WHAT IS ASKED: Return the listing below word for word.

Entries from a dataset
# # #

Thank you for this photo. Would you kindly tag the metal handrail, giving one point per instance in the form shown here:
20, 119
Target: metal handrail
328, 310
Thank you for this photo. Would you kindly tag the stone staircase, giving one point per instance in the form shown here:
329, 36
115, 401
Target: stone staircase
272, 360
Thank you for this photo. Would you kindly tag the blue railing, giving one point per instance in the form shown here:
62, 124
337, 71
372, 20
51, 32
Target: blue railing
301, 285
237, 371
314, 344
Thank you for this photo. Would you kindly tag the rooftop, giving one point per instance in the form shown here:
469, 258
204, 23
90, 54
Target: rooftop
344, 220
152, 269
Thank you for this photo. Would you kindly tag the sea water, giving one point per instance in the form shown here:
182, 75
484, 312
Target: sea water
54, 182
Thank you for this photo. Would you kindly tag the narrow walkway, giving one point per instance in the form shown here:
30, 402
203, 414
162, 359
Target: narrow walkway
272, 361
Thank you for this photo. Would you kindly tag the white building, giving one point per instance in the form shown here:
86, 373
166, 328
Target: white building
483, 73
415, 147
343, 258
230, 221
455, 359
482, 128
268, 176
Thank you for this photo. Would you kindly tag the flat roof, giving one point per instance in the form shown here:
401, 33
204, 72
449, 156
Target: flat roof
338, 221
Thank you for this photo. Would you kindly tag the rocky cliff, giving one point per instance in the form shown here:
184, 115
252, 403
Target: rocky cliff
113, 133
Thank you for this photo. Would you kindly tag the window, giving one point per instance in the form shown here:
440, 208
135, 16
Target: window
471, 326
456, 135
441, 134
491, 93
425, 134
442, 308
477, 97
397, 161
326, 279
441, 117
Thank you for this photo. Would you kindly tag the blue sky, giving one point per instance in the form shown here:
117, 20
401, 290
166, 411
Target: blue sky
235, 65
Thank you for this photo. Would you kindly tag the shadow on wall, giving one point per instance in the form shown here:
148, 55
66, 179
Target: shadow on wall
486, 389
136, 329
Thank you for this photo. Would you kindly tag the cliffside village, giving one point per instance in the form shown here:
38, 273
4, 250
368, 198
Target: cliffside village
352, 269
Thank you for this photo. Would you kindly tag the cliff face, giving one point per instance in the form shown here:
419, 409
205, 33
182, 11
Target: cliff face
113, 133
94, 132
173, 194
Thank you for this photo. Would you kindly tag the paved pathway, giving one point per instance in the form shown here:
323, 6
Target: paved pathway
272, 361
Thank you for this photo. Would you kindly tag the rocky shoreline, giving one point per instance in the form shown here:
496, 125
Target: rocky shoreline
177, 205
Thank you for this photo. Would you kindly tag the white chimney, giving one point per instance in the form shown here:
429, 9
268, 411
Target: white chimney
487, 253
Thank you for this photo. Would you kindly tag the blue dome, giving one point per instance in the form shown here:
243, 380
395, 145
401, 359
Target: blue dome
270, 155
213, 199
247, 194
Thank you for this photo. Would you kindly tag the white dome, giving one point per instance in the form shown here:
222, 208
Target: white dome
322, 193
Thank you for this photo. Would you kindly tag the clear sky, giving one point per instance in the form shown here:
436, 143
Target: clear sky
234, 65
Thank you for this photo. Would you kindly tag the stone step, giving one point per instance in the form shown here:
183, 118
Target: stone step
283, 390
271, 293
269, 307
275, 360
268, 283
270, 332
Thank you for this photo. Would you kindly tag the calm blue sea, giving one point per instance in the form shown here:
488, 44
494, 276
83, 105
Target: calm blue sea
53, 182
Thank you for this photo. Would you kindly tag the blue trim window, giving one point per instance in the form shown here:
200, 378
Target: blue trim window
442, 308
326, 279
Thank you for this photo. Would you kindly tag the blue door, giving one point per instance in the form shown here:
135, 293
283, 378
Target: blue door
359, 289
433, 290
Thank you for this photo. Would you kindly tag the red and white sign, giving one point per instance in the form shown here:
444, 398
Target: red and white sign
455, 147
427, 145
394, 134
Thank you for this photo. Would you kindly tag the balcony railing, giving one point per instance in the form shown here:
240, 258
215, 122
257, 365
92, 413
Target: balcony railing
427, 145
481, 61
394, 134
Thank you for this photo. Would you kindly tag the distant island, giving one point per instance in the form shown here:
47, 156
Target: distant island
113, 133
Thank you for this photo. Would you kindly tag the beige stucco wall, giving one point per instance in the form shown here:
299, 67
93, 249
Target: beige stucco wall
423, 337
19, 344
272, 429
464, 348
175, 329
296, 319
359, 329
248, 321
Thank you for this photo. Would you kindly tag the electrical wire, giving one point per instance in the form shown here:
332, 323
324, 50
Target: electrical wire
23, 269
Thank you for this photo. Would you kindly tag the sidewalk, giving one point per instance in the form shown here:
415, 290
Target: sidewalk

# # #

THE REPLY:
Thank you for this photo. Would you kindly tag the metal handrail, giving one point per instance in the form shown here:
20, 119
Target: metal handrail
328, 310
Thank you for this photo. Would you kindly tag the stone staircase, giving one point per instance in the form shown here:
329, 36
115, 401
Target: stone staircase
272, 360
Thank you for this photo. Would you kindly tag the blue railing, giving one point per instance in the form shown here:
62, 124
337, 71
372, 20
51, 32
Target: blue railing
301, 285
237, 371
314, 344
Thank you for this photo. Would you kindly tag the rooftop, giving one point per instance in the form shown here:
469, 258
204, 23
90, 54
Target: rooftop
344, 220
152, 269
Thank you for this photo. Would you kindly tag the sea water, giving one point per instance in the form shown here:
182, 75
484, 312
Target: sea water
54, 182
Thank you for this photo. Would you kindly tag the narrow walkway, giving one point per instance in the form shown here:
30, 402
203, 414
162, 359
Target: narrow walkway
272, 361
Thank you for this photo. Would you kindly tag the white building, giving one point per instance in the form shown here:
86, 373
166, 328
Target: white building
483, 73
415, 147
343, 258
230, 221
455, 359
482, 128
268, 176
Thank you for this photo. Would you kindly tag the flat roof, giving one point per instance in the form shown here:
401, 33
204, 72
449, 156
Target: flat roof
338, 221
Thank you for this photo. Would you kindly tag the rocky cliff, giving one point per instance in the form shown here:
184, 115
252, 403
Target: rocky cliff
113, 133
Thank you for this photo. Would you kindly tag the window, giving one point per instance in the form shown here:
440, 208
135, 16
Target: window
471, 326
456, 135
441, 134
491, 93
425, 134
442, 308
477, 97
397, 161
326, 279
441, 117
Thank you for this photo. Would you kindly tag the blue sky, giving one point per instance in the form shown here:
117, 20
401, 290
166, 411
Target: blue sky
235, 65
Thank you for this photo. Would you kindly tag the shadow on wall, giving one point per instance in the form shown here:
148, 55
66, 179
Target: shadow on wall
486, 389
136, 329
Thank you for this photo. Would you kindly tag the cliffside village, giving one point per instance in the form shown here:
38, 273
4, 250
368, 198
Target: cliffside village
352, 269
Thank you for this photo. Would you kindly tag the cliff face, giving one point per instance in the form shown here:
419, 409
205, 33
182, 11
Target: cliff face
113, 133
94, 132
173, 194
Thank you for this photo. Would you kindly tag the paved pathway, giving one point per instance in the form shown here:
323, 6
Target: paved pathway
272, 361
Thank you for this photo. Would you kindly tag the rocky shoreline, giving one point per instance in the form shown here:
496, 125
Target: rocky shoreline
177, 205
Thank you for this photo. Would you kindly tag the white chimney, giving one point per instance in the form shown here:
429, 9
268, 411
Target: white chimney
487, 253
Thank you for this photo. Would you kindly tag the blue dome, giving one point per instance in the form shown here:
243, 380
395, 145
401, 359
Target: blue dome
270, 155
213, 199
247, 194
Thank you for this photo. Would you kindly tag the white dome, giving one point per instance in the form shown here:
222, 208
Target: white dome
322, 193
Thank you for this photo. Would you kindly tag the clear sky, giving one point per instance in the form shown here:
436, 143
Target: clear sky
234, 65
Thank you for this photo. Would you kindly tag the stone step, giving one point per instance in the form shown here:
183, 118
Target: stone step
283, 390
271, 293
269, 307
275, 360
268, 283
270, 332
Thank you for this photo. Would you kindly tag the calm blue sea, giving one point per instance in the form shown here:
488, 44
494, 276
83, 105
Target: calm blue sea
53, 182
Thank you for this photo. Would you kindly tag the blue trim window, giving one point per instance in the form shown here:
200, 378
Target: blue trim window
442, 308
326, 279
Thank you for this photo. Would you kindly tag the blue door, giving one point per instance in the form shown here:
135, 293
283, 378
Target: blue door
359, 289
433, 290
Thank you for this photo. Would you kindly tag the red and white sign, giving one point per instance in the form shown here:
444, 398
Target: red and white sign
455, 147
427, 145
394, 134
Thank you for this photo. Would you kindly tag the balcony railing, giving one point per instance in the form shown here:
240, 258
215, 122
257, 365
92, 413
Target: balcony railing
427, 145
481, 61
394, 134
Thank you for this photo. Would you kindly tag the distant island, giving one point per instance in the form shown here:
47, 156
Target: distant island
113, 133
Thank you for this photo. Would you kindly tag the beige stucco wall, giving one point per instance in the form shown here:
299, 67
93, 249
Target: beige stucco wall
423, 337
19, 344
272, 429
464, 348
175, 329
296, 319
359, 329
248, 321
Thank you for this photo. Would you kindly tag the electrical wire, giving one point per instance in the form shown here:
332, 323
324, 50
Target: electrical wire
23, 269
Thank you for this photo. Would you kindly tag the sidewalk, giving one point per instance in the form shown here:
415, 290
Target: sidewalk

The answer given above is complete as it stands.